# [Deine Aufgabe]
Übertrage aus dem Text über die verplante Familie die Stelle von „Keine Ruhe bei“ bis „das Gemeinsame verlorengeht.“ Wort für Wort.

# [Textabschnitt]

○ ○ ○ ○ ○ ○ ○

Die "verplante" Familie

Von: Doris Blesius | 2. November 2014
Die Kinder gehen zum Fußballtraining, zur Musikschule oder wollen sich mit Freunden treffen, die Eltern müssen Überstunden leisten – der Alltag lässt in vielen Familien kaum noch Raum für Gemeinsames. Mit dem Thema "verplante" Familie beschäftigt sich die "Paulinus"-Lebensberatung.

In einer Studie im Auftrag des Bundesministeriums für Familie des Jahres 2012 wünschen sich 64 Prozent der befragten Eltern mehr Zeit für die Kinder. 72 Prozent der Väter sind unzufrieden mit der knappen Zeit in der Familie. 67 Prozent der Eltern wünschen sich mehr Zeit für sich, und über die Hälfte der Eltern hätten gerne mehr Zeit für ihre Partnerschaft.

Familien sind heute hohen gesellschaftlichen Anforderungen ausgesetzt. In der Lebensberatung Cochem berichten immer mehr Familien davon, "im Hamsterrad" zu sein, sich "Zuhause nur noch die Türklinke in die Hand zu geben" oder kaum noch "Zeit und Kraft zu haben, miteinander zu reden". Oft melden sich Familien an, die Sorgen mit einem Kind haben oder Verhaltensauffälligkeiten eines Kindes beschreiben. Beispielsweise Familie Müller: Frau Müller (43) meldet sich in der Lebensberatung an, weil sie mit ihrer Tochter Lisa (10) bei den Hausaufgaben oft in Streit gerät und diese sich im weiteren Verlauf des Nachmittags sehr bockig verhält. Außerdem beschwere sich Lisa immer wieder darüber, dass sie kein Smartphone bekomme und sei deshalb oft unausstehlich.

Keine Ruhe bei den Hausaufgaben, bei gemeinsamen Mahlzeiten und Aktivitäten. Die Familie von heute ist oft sehr belastet und gestresst. Eine Vielzahl von Bedingungen können dazu führen, dass das Gemeinsame verlorengeht.

○ ○ ○ ○ ○ ○ ○

# [Daten]
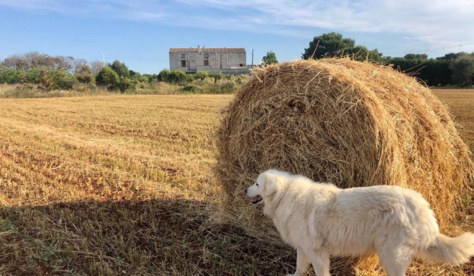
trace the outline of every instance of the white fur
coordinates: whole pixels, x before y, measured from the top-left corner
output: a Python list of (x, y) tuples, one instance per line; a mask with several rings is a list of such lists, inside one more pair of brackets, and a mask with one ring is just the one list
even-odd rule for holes
[(403, 276), (414, 256), (458, 265), (474, 255), (474, 234), (439, 233), (422, 195), (398, 186), (340, 189), (304, 176), (269, 170), (245, 193), (260, 195), (285, 242), (297, 250), (296, 272), (309, 263), (329, 276), (330, 256), (376, 253), (388, 276)]

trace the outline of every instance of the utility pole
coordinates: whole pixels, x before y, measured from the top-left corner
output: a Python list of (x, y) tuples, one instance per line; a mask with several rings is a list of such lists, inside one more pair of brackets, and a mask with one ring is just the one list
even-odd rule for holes
[(253, 49), (252, 49), (252, 67), (253, 67)]

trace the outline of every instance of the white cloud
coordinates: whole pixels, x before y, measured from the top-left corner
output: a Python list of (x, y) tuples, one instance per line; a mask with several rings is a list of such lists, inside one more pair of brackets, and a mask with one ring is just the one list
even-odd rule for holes
[(0, 5), (285, 36), (311, 38), (318, 34), (315, 28), (393, 34), (434, 48), (474, 42), (472, 0), (0, 0)]

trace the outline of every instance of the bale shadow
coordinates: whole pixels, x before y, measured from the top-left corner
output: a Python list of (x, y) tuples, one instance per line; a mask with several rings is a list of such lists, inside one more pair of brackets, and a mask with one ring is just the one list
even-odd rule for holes
[[(185, 198), (84, 201), (0, 210), (1, 275), (281, 275), (296, 251)], [(353, 271), (333, 275), (354, 275)], [(308, 275), (313, 275), (310, 272)]]

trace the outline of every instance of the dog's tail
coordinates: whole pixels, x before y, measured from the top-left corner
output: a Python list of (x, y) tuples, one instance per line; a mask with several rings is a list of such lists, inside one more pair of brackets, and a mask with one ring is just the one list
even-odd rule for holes
[(417, 252), (417, 256), (439, 263), (460, 265), (469, 262), (474, 255), (474, 234), (464, 233), (456, 238), (438, 234), (427, 248)]

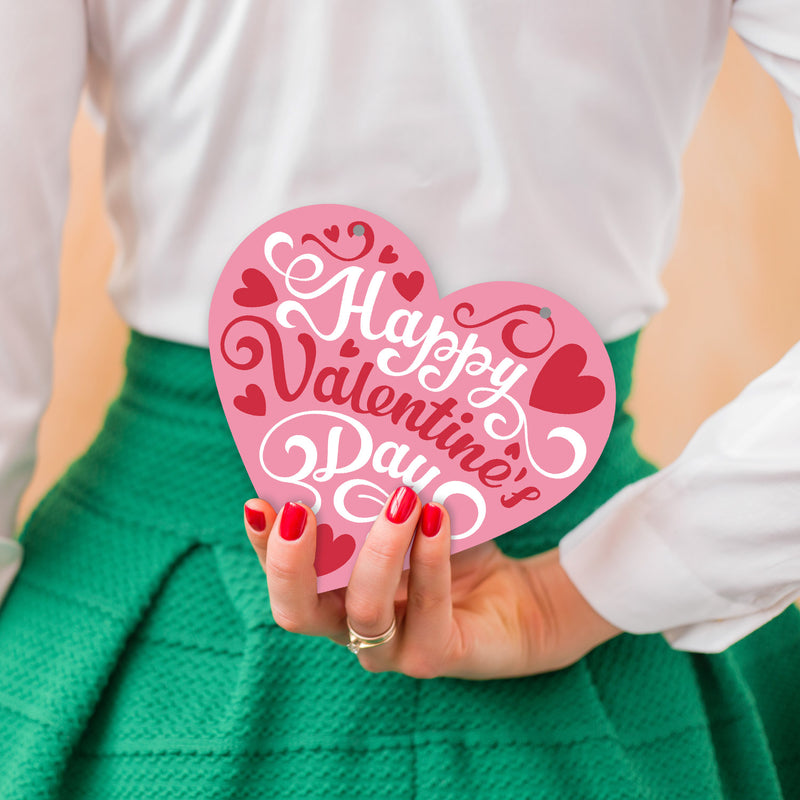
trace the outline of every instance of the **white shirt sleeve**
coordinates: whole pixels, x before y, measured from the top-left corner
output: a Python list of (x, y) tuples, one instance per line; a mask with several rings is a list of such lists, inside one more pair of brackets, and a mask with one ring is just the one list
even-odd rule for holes
[(0, 0), (0, 600), (50, 397), (69, 138), (86, 65), (82, 0)]
[[(776, 79), (800, 149), (800, 2), (736, 0), (731, 24)], [(560, 555), (603, 617), (681, 650), (724, 650), (787, 608), (800, 596), (800, 343)]]

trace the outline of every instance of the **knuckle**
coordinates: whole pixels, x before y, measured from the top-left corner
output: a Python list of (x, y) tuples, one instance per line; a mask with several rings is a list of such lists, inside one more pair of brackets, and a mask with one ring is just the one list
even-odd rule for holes
[(416, 589), (408, 596), (408, 605), (411, 612), (416, 614), (429, 614), (438, 608), (445, 600), (440, 592), (427, 589)]
[(411, 678), (429, 680), (438, 678), (441, 674), (441, 665), (438, 658), (430, 653), (411, 650), (406, 653), (400, 662), (400, 671)]
[(348, 619), (356, 630), (361, 628), (368, 631), (380, 627), (384, 612), (376, 600), (361, 595), (348, 596), (346, 605)]
[(446, 559), (450, 557), (448, 552), (446, 555), (434, 550), (433, 548), (416, 548), (412, 552), (414, 558), (414, 567), (417, 570), (424, 570), (426, 572), (438, 572), (446, 564)]
[(272, 609), (272, 618), (278, 627), (283, 628), (289, 633), (303, 633), (308, 625), (305, 615), (295, 611), (287, 611), (280, 608)]
[(372, 537), (365, 544), (366, 557), (379, 569), (393, 565), (405, 550), (391, 537)]
[(298, 570), (293, 559), (287, 553), (279, 553), (274, 550), (267, 553), (265, 570), (270, 582), (293, 583), (297, 580)]
[(389, 668), (385, 664), (381, 663), (372, 656), (361, 655), (358, 661), (361, 664), (362, 669), (364, 669), (366, 672), (371, 672), (372, 674), (389, 671)]

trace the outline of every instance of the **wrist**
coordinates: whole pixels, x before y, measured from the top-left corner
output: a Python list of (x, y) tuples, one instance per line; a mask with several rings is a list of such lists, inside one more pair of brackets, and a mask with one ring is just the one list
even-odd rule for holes
[(557, 667), (575, 663), (595, 647), (622, 633), (580, 593), (562, 567), (557, 548), (526, 559), (526, 562), (547, 595), (552, 617), (549, 621), (552, 651), (560, 662)]

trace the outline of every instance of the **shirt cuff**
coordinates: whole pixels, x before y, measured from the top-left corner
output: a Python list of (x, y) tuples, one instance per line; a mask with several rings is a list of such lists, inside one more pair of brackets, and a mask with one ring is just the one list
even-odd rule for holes
[(632, 484), (559, 545), (561, 564), (600, 616), (630, 633), (663, 633), (678, 650), (715, 653), (787, 608), (723, 597), (647, 521), (643, 497), (653, 479)]

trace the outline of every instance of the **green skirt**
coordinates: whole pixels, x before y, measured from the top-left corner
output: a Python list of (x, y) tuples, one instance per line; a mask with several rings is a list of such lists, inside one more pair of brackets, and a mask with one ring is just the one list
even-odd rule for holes
[[(553, 547), (653, 472), (622, 410), (636, 335), (608, 345), (602, 458), (498, 540)], [(133, 332), (103, 430), (39, 504), (0, 608), (0, 797), (800, 798), (800, 622), (721, 655), (620, 636), (557, 673), (364, 672), (270, 615), (253, 494), (208, 350)]]

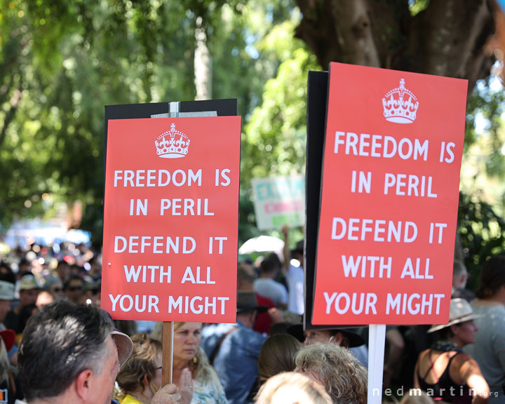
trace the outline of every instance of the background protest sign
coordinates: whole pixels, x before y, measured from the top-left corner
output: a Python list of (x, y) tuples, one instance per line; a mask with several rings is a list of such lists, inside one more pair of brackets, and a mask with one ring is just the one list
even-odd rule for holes
[(113, 318), (235, 322), (239, 161), (240, 117), (108, 121), (102, 307)]
[(305, 178), (302, 175), (253, 178), (251, 181), (260, 230), (305, 222)]
[(466, 82), (330, 76), (312, 323), (447, 322)]

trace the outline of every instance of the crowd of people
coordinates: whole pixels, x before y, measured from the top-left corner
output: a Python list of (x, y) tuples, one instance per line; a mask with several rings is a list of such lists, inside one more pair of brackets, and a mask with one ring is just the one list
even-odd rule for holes
[[(96, 252), (33, 244), (1, 258), (0, 403), (367, 402), (366, 328), (304, 329), (302, 241), (238, 263), (236, 323), (174, 323), (163, 387), (162, 323), (99, 309)], [(447, 324), (387, 328), (384, 401), (505, 403), (505, 257), (485, 262), (475, 294), (467, 278), (455, 260)]]

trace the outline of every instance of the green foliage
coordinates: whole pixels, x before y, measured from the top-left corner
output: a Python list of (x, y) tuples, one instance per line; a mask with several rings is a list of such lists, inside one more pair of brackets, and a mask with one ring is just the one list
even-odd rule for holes
[(429, 0), (409, 0), (409, 9), (412, 15), (419, 14), (426, 10), (429, 4)]
[(294, 24), (276, 27), (262, 42), (283, 60), (275, 79), (264, 86), (263, 103), (252, 112), (242, 139), (241, 181), (303, 173), (307, 137), (307, 80), (318, 69), (315, 57), (293, 39)]
[(458, 234), (471, 274), (468, 286), (475, 289), (478, 285), (478, 274), (485, 260), (505, 253), (505, 220), (481, 198), (461, 192)]
[[(238, 97), (245, 121), (280, 64), (256, 44), (292, 9), (290, 0), (0, 0), (0, 223), (79, 200), (81, 226), (100, 242), (104, 105), (194, 99), (201, 18), (213, 97)], [(241, 217), (253, 232), (253, 215)]]

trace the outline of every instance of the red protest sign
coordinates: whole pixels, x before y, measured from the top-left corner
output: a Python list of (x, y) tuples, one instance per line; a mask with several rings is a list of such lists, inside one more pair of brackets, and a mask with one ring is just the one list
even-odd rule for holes
[(234, 323), (241, 119), (109, 120), (102, 307)]
[(331, 65), (314, 324), (447, 321), (466, 90)]

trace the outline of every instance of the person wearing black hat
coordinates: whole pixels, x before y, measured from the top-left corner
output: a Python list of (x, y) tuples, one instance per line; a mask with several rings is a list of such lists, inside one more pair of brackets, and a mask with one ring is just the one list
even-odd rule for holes
[(229, 404), (253, 402), (257, 360), (266, 337), (252, 328), (257, 313), (267, 309), (258, 305), (254, 292), (239, 290), (236, 324), (211, 324), (202, 330), (201, 345)]
[(360, 363), (367, 368), (368, 349), (365, 344), (365, 339), (358, 334), (359, 330), (359, 328), (335, 327), (304, 330), (302, 324), (296, 324), (288, 328), (288, 333), (305, 345), (321, 342), (349, 348)]

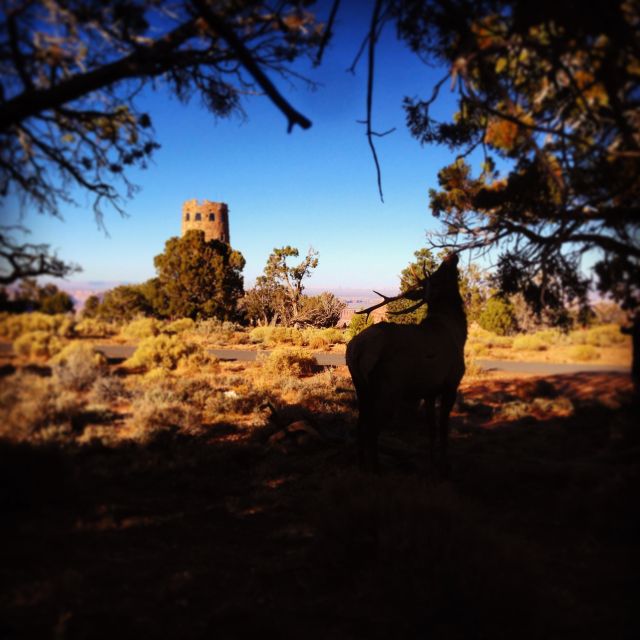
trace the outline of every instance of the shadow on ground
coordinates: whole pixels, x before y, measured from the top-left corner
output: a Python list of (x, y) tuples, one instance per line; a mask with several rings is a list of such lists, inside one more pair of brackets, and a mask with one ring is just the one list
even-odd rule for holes
[(412, 429), (384, 436), (380, 477), (348, 439), (285, 454), (269, 428), (2, 443), (0, 637), (638, 637), (626, 392), (467, 384), (441, 484)]

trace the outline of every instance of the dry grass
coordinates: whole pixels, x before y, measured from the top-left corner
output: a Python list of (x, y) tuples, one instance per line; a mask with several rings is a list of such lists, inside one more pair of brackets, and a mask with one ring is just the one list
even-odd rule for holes
[[(381, 476), (355, 470), (344, 367), (265, 366), (3, 378), (9, 633), (632, 637), (626, 378), (465, 379), (434, 485), (410, 425), (382, 435)], [(300, 419), (321, 438), (269, 446)]]
[(13, 341), (13, 350), (25, 360), (48, 360), (64, 347), (64, 340), (49, 331), (28, 331)]

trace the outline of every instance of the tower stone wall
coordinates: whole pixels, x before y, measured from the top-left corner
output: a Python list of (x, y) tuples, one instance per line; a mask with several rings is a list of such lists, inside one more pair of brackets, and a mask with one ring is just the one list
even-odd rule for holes
[(182, 205), (182, 235), (191, 229), (204, 231), (205, 240), (231, 244), (229, 207), (224, 202), (186, 200)]

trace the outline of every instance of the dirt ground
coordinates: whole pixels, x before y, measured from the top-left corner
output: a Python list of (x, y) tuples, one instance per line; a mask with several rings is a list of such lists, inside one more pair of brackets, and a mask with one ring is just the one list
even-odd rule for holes
[(415, 426), (360, 473), (353, 407), (2, 442), (0, 638), (640, 637), (637, 418), (625, 376), (466, 381), (446, 482)]

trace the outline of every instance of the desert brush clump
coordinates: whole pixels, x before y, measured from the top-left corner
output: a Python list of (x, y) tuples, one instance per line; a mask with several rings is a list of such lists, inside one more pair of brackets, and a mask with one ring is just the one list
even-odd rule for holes
[(303, 344), (310, 349), (324, 349), (334, 344), (343, 344), (345, 342), (345, 334), (344, 331), (336, 327), (328, 327), (326, 329), (309, 327), (302, 330), (302, 340)]
[(50, 331), (28, 331), (13, 341), (16, 355), (26, 360), (46, 360), (64, 347), (64, 340)]
[(126, 340), (144, 340), (157, 336), (162, 329), (162, 323), (155, 318), (136, 318), (120, 330), (120, 335)]
[(107, 375), (95, 379), (89, 398), (95, 404), (112, 404), (127, 399), (129, 395), (129, 390), (120, 378)]
[(590, 344), (579, 344), (575, 347), (571, 347), (569, 350), (569, 356), (573, 360), (589, 362), (590, 360), (598, 360), (600, 358), (600, 353), (598, 353), (598, 350)]
[(198, 411), (166, 386), (160, 385), (134, 397), (131, 416), (126, 421), (126, 433), (133, 440), (148, 443), (180, 431), (194, 432), (200, 424)]
[(546, 351), (549, 344), (536, 334), (516, 336), (513, 340), (514, 351)]
[(73, 328), (73, 318), (63, 313), (49, 315), (34, 311), (20, 314), (0, 314), (0, 336), (11, 340), (33, 331), (46, 331), (66, 338), (73, 334)]
[(349, 322), (349, 326), (345, 332), (345, 340), (349, 342), (355, 338), (361, 331), (370, 327), (373, 324), (373, 318), (364, 313), (355, 313), (351, 321)]
[(263, 371), (271, 376), (308, 376), (317, 368), (313, 354), (305, 349), (279, 347), (274, 349), (262, 364)]
[(178, 367), (205, 364), (207, 357), (199, 345), (182, 339), (180, 335), (161, 333), (145, 338), (134, 354), (126, 362), (127, 366), (152, 369), (174, 370)]
[(74, 330), (83, 338), (106, 338), (118, 333), (112, 323), (98, 318), (83, 318), (75, 325)]
[(589, 329), (572, 331), (569, 341), (573, 345), (590, 345), (592, 347), (617, 347), (628, 342), (628, 338), (615, 324), (601, 325)]
[(9, 440), (68, 438), (77, 430), (84, 403), (56, 381), (28, 373), (4, 379), (0, 389), (0, 436)]
[(249, 334), (249, 339), (254, 344), (264, 344), (266, 346), (294, 345), (301, 347), (304, 345), (302, 332), (294, 327), (255, 327)]
[(63, 389), (85, 391), (105, 372), (107, 359), (86, 342), (70, 342), (50, 360)]
[(191, 318), (180, 318), (169, 322), (163, 328), (164, 333), (183, 333), (184, 331), (193, 331), (196, 323)]
[(265, 394), (253, 390), (215, 389), (204, 405), (203, 419), (215, 422), (228, 414), (248, 415), (265, 405)]

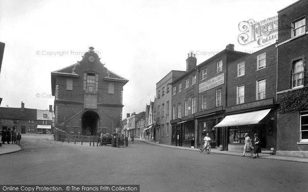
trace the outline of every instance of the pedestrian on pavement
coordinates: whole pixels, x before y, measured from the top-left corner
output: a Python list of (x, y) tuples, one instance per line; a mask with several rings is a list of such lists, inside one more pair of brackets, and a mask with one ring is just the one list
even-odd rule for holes
[(255, 138), (253, 140), (253, 145), (254, 146), (254, 158), (256, 158), (256, 154), (259, 157), (259, 152), (260, 151), (260, 139), (258, 137), (258, 134), (255, 133)]
[(208, 133), (206, 133), (206, 136), (204, 137), (204, 148), (206, 151), (206, 154), (209, 154), (209, 141), (210, 138), (209, 137)]
[(6, 128), (2, 128), (2, 131), (1, 131), (1, 141), (2, 144), (5, 144), (4, 142), (6, 141)]
[(12, 144), (16, 144), (17, 132), (16, 132), (16, 128), (15, 127), (13, 127), (13, 130), (11, 131), (11, 135), (12, 136)]
[[(21, 140), (22, 139), (22, 135), (21, 135), (20, 132), (18, 132), (18, 135), (17, 135), (16, 139), (17, 139), (17, 143), (18, 143), (18, 145), (19, 145)], [(17, 143), (16, 143), (16, 144), (17, 144)]]
[(243, 152), (243, 157), (245, 156), (245, 152), (250, 152), (252, 154), (251, 156), (253, 156), (252, 152), (252, 140), (248, 136), (248, 133), (245, 133), (245, 145), (244, 145), (244, 151)]
[(7, 133), (7, 139), (6, 141), (8, 142), (8, 144), (10, 144), (11, 142), (11, 128), (9, 128), (8, 130), (6, 131)]
[(133, 143), (133, 140), (134, 140), (134, 137), (133, 136), (133, 135), (132, 135), (130, 136), (130, 139), (131, 139), (131, 143)]

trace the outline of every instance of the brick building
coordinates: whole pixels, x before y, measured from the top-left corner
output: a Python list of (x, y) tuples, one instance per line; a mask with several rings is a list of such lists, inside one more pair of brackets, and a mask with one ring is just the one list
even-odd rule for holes
[(248, 133), (276, 150), (276, 45), (227, 64), (225, 117), (215, 126), (223, 127), (224, 149), (242, 151)]
[(197, 146), (207, 133), (211, 145), (221, 145), (220, 129), (214, 126), (223, 117), (226, 64), (246, 55), (229, 44), (197, 66), (195, 55), (188, 54), (186, 73), (171, 83), (172, 145), (190, 146), (195, 140)]
[(171, 88), (170, 83), (186, 71), (172, 70), (156, 84), (156, 135), (160, 143), (171, 145)]
[(277, 155), (308, 157), (308, 1), (278, 13)]
[(109, 70), (89, 49), (81, 61), (51, 72), (55, 127), (66, 133), (111, 133), (121, 127), (123, 87), (128, 81)]

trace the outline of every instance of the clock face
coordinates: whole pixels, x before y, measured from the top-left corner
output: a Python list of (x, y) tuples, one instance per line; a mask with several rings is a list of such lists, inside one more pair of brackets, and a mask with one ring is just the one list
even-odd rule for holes
[(95, 61), (95, 57), (93, 55), (90, 55), (88, 57), (88, 61), (90, 62), (93, 63)]

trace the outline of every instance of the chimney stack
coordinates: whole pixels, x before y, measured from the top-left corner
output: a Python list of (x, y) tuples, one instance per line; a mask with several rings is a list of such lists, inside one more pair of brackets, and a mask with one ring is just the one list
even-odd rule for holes
[(25, 110), (25, 103), (23, 103), (22, 101), (22, 108), (21, 108), (21, 110), (24, 111)]
[(226, 46), (226, 49), (234, 51), (234, 45), (229, 44)]
[(190, 55), (188, 53), (188, 58), (186, 59), (186, 71), (189, 71), (191, 69), (195, 69), (197, 66), (197, 58), (196, 54), (190, 52)]

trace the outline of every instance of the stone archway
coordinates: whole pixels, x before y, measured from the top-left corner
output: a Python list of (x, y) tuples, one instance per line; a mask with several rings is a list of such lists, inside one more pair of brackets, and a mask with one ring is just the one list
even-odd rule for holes
[(100, 126), (100, 116), (94, 111), (87, 111), (81, 118), (82, 135), (96, 136)]

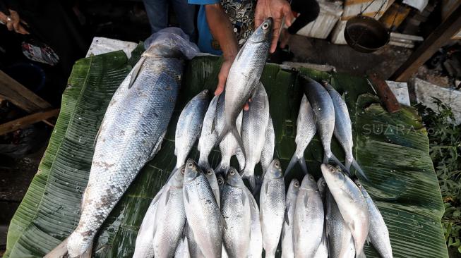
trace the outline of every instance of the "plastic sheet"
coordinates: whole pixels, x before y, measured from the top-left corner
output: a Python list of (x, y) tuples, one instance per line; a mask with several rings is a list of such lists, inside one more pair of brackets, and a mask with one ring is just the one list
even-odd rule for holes
[(144, 47), (149, 49), (152, 46), (167, 47), (169, 49), (180, 51), (187, 59), (192, 59), (200, 52), (195, 43), (179, 27), (169, 27), (152, 34), (144, 42)]

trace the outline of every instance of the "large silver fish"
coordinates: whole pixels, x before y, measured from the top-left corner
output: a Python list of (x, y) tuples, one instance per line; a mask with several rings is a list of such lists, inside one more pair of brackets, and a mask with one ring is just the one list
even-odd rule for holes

○ ○ ○ ○ ○ ○ ○

# [Lösung]
Keine Ruhe bei den Hausaufgaben, bei gemeinsamen Mahlzeiten und Aktivitäten. Die Familie von heute ist oft sehr belastet und gestresst. Eine Vielzahl von Bedingungen können dazu führen, dass das Gemeinsame verlorengeht.